ECLI:NL:RBSGR:2004:AR8819

Rechtbank 's-Gravenhage

Datum uitspraak
21 december 2004
Publicatiedatum
4 april 2013
Zaaknummer
KG 04/1155
Instantie
Rechtbank 's-Gravenhage
Type
Uitspraak
Rechtsgebied
Civiel recht
Procedures
  • Voorlopige voorziening
Rechters
  • H.F.M. Hofhuis
Vindplaatsen
  • Rechtspraak.nl
AI samenvatting door LexboostAutomatisch gegenereerd

Onrechtmatige daad van de Staat jegens Poolse werknemers in Nederland

In deze zaak vorderen twaalf eisers, allen van Poolse nationaliteit, een voorlopige voorziening tegen de Staat der Nederlanden. Zij stellen dat de Staat onrechtmatig handelt door hen te beletten om in Nederland hun werkzaamheden te verrichten, wat volgens hen in strijd is met artikel 49 van het EG-verdrag. De eisers beweren dat zij in dienst zijn van de Poolse vennootschap Safir, die hen in Nederland tewerkstelt. De Staat betwist echter dat er sprake is van dienstverlening en stelt dat de eisers geen tewerkstellingsvergunning hebben aangevraagd, wat volgens de wet vereist is voor Poolse werknemers, gezien het overgangsregime dat geldt na de toetreding van Polen tot de EU.

De voorzieningenrechter overweegt dat de eisers onvoldoende bewijs hebben geleverd dat zij daadwerkelijk in dienst zijn van Safir en dat er sprake is van een schending van het EG-recht. De rechter wijst erop dat de eisers geen documenten hebben overgelegd die hun stellingen ondersteunen, zoals een arbeidsovereenkomst of bewijs van tewerkstelling in Polen. De rechter concludeert dat de vorderingen van de eisers niet voor toewijzing in aanmerking komen, omdat zij niet hebben aangetoond dat de Staat onrechtmatig handelt door het eisen van een tewerkstellingsvergunning.

GEGEVEN OPDRACHT 1 — Herschaal in de records de regels vanaf de regel met "One marker per instance of the sepia" tot en met de regel met "[(271, 45)]": vermenigvuldig elke coördinaat in de antwoorden met 2,45 en rond af op hele getallen, waarbij halven naar boven worden afgerond. Geef uitsluitend deze regels opnieuw weer, inclusief de verzoeken.

TE VERWERKEN GEGEVENS —
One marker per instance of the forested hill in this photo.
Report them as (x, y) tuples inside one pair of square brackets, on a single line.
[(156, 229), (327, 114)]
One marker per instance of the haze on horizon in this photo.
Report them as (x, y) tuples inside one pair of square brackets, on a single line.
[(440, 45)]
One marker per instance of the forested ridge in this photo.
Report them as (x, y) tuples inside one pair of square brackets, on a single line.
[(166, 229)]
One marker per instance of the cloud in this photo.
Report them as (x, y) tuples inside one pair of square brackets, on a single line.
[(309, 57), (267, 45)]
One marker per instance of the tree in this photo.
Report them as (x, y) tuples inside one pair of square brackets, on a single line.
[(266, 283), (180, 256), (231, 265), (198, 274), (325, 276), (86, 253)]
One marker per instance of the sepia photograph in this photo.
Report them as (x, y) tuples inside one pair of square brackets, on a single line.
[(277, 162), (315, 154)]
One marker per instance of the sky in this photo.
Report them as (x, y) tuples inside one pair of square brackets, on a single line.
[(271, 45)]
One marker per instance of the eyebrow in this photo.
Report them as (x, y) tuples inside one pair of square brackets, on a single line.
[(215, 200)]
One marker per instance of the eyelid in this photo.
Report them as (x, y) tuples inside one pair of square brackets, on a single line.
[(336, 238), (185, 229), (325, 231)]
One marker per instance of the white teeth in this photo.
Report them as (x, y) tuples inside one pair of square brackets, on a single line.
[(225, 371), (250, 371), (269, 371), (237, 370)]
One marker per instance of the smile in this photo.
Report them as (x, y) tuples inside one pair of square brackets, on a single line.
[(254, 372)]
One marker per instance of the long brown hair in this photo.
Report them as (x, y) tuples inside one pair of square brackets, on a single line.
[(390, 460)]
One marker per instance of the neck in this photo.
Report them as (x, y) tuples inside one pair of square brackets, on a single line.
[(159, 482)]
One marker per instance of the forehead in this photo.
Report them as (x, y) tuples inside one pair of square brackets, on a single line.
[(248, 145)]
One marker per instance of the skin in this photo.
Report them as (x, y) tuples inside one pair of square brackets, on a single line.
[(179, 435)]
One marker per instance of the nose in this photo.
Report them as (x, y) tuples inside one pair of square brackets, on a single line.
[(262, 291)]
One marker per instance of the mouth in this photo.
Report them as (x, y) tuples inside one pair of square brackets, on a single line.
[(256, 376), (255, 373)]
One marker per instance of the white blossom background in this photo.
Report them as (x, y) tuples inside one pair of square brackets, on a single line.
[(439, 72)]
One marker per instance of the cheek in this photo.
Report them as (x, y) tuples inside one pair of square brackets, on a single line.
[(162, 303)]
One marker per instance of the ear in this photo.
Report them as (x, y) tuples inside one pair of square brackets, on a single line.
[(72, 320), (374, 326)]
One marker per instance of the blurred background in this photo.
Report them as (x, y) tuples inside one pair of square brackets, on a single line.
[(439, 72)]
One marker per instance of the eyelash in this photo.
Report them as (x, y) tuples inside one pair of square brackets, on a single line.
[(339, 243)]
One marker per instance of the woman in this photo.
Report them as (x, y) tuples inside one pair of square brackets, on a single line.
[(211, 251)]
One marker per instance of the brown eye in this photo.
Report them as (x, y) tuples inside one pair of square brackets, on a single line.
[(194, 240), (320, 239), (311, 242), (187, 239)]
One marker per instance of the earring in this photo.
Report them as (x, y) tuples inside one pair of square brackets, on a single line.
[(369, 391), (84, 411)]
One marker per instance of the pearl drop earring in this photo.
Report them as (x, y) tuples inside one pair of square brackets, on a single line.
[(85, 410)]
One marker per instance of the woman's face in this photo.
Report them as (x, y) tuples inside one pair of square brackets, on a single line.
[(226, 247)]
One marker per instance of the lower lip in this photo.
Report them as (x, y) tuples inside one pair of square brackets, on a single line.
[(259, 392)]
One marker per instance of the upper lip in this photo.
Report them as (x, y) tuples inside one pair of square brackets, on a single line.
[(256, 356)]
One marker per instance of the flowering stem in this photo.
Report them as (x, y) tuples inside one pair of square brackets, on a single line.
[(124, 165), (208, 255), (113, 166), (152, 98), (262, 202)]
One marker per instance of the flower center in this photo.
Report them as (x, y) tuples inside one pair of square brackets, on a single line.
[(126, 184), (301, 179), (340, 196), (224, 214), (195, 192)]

GEGEVEN OPDRACHT 2 —
Beantwoord de volgende vragen over de uitspraak:
(a) Welk zaaknummer heeft de zaak?
(b) Hoeveel eisers vorderen een voorlopige voorziening tegen de Staat der Nederlanden?
(c) Met welk artikel van het EG-verdrag is het handelen van de Staat volgens de eisers in strijd?

OPLOSSING 1 —
One marker per instance of the sepia photograph in this photo.
Report them as (x, y) tuples inside one pair of square brackets, on a single line.
[(679, 397), (772, 377)]
One marker per instance of the sky in this photo.
Report them as (x, y) tuples inside one pair of square brackets, on a single line.
[(664, 110)]

OPLOSSING 2 —
(a) KG 04/1155
(b) Twaalf
(c) Artikel 49